_WORK INSTRUCTIONS:_ Reproduce verbatim everything from the line containing "Each instance of the goji" down to the line containing "337], [105, 297]]", both lines included.

=-=-=

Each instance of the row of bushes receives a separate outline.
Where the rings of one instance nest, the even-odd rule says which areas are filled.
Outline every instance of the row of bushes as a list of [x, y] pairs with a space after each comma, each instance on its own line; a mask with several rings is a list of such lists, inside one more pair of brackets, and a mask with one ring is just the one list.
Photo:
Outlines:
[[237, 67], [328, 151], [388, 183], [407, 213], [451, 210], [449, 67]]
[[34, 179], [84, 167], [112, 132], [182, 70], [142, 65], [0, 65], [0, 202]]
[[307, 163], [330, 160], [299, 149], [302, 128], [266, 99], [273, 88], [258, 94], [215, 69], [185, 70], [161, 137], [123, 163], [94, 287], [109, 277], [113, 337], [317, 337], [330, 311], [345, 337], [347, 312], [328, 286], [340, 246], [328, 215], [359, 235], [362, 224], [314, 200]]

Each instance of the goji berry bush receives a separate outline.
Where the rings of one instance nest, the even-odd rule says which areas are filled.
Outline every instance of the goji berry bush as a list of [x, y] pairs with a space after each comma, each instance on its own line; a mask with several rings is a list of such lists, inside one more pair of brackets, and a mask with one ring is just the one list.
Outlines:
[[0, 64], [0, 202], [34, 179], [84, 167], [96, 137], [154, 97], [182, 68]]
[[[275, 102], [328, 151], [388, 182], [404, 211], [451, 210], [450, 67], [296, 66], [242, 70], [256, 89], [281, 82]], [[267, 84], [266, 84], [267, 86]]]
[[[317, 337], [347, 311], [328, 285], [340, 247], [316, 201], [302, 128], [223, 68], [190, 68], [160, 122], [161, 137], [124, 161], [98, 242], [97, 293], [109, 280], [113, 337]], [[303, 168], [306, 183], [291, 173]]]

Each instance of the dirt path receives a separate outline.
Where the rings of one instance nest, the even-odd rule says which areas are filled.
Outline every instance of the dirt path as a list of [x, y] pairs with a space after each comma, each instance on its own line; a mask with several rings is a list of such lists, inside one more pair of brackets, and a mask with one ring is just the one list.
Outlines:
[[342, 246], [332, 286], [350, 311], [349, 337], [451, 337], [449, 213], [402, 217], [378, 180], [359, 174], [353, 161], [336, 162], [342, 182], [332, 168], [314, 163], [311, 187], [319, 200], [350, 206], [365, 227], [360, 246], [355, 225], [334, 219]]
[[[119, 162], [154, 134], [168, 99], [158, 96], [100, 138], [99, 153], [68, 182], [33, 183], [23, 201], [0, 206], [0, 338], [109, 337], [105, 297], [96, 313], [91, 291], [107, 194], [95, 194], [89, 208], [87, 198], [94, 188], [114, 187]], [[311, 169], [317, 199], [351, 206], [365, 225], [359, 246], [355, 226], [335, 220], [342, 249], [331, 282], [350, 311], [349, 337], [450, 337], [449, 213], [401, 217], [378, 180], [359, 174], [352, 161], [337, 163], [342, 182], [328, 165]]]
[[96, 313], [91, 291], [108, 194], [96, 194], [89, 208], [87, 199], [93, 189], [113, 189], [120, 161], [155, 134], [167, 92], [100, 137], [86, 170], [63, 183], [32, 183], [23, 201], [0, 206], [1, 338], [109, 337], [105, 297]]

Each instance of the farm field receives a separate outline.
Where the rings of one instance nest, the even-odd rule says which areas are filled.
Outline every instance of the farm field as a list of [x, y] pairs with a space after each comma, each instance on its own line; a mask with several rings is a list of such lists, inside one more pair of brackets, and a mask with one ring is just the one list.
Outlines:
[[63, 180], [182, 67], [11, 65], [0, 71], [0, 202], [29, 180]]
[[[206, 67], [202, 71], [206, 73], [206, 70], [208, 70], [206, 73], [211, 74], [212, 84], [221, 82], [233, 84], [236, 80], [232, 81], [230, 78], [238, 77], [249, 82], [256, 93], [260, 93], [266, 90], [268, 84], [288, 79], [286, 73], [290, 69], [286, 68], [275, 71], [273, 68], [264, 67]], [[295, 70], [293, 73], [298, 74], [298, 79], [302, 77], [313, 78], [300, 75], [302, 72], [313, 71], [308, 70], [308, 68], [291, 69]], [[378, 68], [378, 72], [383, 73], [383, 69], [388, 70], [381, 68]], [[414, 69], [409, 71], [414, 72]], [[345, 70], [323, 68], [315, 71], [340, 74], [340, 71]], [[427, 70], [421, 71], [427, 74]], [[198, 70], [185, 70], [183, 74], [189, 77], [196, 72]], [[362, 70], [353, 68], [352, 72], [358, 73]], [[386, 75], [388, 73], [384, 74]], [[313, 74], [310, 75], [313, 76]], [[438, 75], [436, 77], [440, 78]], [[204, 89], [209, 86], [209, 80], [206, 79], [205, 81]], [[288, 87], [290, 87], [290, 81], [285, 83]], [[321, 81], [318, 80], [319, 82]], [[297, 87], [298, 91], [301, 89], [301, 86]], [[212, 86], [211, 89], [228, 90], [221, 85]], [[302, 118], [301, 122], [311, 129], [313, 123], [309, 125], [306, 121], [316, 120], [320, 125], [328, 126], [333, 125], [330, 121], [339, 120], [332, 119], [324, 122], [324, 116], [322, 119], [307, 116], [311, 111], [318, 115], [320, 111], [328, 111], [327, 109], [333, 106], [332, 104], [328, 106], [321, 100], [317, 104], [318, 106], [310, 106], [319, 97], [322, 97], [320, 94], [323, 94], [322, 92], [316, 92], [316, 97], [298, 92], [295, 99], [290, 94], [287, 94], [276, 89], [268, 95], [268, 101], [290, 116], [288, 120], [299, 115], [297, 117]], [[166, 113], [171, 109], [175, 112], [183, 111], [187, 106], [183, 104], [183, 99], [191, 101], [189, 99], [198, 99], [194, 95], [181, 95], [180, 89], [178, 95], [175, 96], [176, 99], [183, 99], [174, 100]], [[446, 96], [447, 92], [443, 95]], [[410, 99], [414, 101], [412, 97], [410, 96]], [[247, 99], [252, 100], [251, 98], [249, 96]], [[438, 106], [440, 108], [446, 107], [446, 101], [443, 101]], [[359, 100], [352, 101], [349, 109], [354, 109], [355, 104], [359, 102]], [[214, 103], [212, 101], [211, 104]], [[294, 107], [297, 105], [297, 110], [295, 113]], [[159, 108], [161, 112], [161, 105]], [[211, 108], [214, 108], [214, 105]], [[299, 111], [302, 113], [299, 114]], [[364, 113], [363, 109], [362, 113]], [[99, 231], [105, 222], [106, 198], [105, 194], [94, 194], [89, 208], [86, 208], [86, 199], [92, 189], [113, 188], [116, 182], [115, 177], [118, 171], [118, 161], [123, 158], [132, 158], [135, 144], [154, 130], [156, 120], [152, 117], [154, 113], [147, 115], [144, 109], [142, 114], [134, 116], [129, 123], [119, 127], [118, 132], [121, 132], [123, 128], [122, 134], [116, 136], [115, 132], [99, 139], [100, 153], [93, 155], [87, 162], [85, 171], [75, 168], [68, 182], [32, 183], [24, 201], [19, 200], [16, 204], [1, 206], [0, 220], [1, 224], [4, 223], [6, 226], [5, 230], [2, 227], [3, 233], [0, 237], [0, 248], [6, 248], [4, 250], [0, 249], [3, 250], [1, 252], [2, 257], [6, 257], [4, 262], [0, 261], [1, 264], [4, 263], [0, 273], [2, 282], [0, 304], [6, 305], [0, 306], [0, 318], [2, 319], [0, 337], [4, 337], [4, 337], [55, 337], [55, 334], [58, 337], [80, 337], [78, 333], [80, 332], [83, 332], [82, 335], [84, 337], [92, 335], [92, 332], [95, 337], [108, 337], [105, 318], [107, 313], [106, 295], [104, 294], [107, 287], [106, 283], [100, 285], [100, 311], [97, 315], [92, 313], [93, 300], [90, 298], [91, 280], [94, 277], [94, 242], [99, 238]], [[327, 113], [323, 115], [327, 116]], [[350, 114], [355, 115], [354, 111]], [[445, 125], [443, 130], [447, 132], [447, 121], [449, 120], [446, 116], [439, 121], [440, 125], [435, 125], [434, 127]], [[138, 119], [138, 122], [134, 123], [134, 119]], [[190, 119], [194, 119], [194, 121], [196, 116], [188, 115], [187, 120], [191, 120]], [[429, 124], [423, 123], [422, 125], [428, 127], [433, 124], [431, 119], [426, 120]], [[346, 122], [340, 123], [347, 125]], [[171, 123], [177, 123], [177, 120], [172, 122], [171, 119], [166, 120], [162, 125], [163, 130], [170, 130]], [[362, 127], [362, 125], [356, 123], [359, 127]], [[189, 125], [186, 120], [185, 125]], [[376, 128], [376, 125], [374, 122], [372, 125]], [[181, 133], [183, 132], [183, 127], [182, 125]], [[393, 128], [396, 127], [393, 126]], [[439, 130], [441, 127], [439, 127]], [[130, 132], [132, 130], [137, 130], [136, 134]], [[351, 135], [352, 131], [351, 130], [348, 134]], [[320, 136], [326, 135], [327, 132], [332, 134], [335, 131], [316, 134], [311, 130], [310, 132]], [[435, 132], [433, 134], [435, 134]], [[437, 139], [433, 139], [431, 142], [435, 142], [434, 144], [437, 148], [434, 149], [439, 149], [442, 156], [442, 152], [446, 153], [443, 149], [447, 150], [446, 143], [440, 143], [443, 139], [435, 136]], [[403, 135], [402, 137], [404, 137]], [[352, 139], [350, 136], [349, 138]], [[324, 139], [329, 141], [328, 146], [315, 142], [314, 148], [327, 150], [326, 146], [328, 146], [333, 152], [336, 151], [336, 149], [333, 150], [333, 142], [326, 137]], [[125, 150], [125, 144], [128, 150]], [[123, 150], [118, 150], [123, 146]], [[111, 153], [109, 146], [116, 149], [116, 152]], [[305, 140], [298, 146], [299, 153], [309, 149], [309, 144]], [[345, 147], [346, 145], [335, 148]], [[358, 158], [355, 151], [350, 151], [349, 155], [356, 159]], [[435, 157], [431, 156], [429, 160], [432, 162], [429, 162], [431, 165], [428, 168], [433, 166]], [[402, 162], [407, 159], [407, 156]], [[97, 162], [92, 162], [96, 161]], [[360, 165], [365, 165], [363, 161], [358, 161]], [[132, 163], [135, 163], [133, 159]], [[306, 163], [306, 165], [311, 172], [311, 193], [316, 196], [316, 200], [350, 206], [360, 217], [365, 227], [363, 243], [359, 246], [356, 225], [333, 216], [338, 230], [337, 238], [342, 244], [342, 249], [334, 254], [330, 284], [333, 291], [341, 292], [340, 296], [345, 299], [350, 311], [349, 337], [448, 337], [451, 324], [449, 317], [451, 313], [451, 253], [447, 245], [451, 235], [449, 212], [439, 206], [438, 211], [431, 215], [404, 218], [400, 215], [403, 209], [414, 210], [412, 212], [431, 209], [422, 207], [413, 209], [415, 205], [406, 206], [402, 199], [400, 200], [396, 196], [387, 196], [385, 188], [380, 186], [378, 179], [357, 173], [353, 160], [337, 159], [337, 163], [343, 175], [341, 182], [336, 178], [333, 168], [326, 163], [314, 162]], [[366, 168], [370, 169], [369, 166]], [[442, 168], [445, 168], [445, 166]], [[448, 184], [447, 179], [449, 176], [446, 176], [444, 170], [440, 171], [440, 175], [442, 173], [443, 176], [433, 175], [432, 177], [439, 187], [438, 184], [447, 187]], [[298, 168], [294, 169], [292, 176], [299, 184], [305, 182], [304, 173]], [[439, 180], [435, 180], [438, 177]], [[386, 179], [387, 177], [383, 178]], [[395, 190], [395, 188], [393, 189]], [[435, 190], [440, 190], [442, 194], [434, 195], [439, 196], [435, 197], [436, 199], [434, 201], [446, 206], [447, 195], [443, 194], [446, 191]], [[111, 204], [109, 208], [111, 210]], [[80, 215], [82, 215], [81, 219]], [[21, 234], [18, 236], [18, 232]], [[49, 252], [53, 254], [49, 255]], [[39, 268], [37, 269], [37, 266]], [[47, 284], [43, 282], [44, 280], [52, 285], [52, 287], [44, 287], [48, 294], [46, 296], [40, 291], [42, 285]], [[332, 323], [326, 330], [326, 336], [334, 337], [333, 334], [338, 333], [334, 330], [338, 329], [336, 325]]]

=-=-=

_COMPLETED TASK:_
Each instance of the goji berry bush receives a separate outline.
Where the rings of one instance nest, the even-odd rule says which areas are filled.
Outline every instance of the goji berry bush as a list of [x, y] pairs with a space after each comma, each instance on its own line; a mask with several rings is a list of such lists, inside one more pair of brackets, and a mask with one ring is just the one list.
Outlines:
[[0, 64], [0, 202], [34, 179], [84, 167], [96, 137], [154, 97], [182, 68]]
[[[275, 102], [328, 151], [388, 182], [404, 211], [451, 210], [450, 67], [296, 66], [242, 70], [256, 89], [281, 82]], [[267, 84], [266, 84], [267, 86]]]
[[[317, 337], [347, 311], [328, 285], [340, 247], [316, 201], [302, 128], [223, 68], [190, 68], [160, 122], [161, 137], [124, 161], [98, 242], [97, 293], [109, 280], [113, 337]], [[303, 168], [306, 183], [291, 173]]]

Each instance of the dirt path receives a separate outline.
Where the rings of one instance nest, the even-odd rule says which areas are filled.
Outline every instance of the dirt path as a list of [x, y] pairs with a space after each comma, each instance on its own line; a mask with several rings is a list of such lists, inside one more pair of brackets, and a mask with one ring is just the one list.
Outlines:
[[342, 246], [332, 286], [350, 311], [349, 337], [451, 337], [449, 213], [402, 217], [378, 180], [359, 174], [353, 161], [336, 162], [342, 182], [332, 168], [314, 163], [311, 187], [319, 200], [350, 206], [365, 227], [360, 246], [355, 225], [334, 219]]
[[[119, 162], [154, 134], [168, 99], [158, 96], [100, 138], [99, 153], [68, 182], [33, 183], [23, 201], [0, 206], [0, 338], [109, 337], [105, 297], [96, 313], [91, 291], [107, 194], [95, 194], [89, 208], [87, 198], [94, 188], [114, 187]], [[311, 169], [317, 199], [351, 206], [365, 225], [359, 246], [355, 226], [335, 220], [342, 249], [331, 282], [350, 311], [349, 337], [450, 337], [449, 213], [401, 217], [378, 180], [359, 174], [352, 161], [337, 163], [342, 182], [328, 165]]]
[[96, 313], [91, 291], [108, 194], [96, 194], [89, 208], [87, 199], [93, 189], [113, 189], [120, 161], [155, 134], [167, 92], [100, 137], [86, 170], [63, 183], [32, 183], [23, 201], [0, 206], [1, 338], [109, 337], [105, 297]]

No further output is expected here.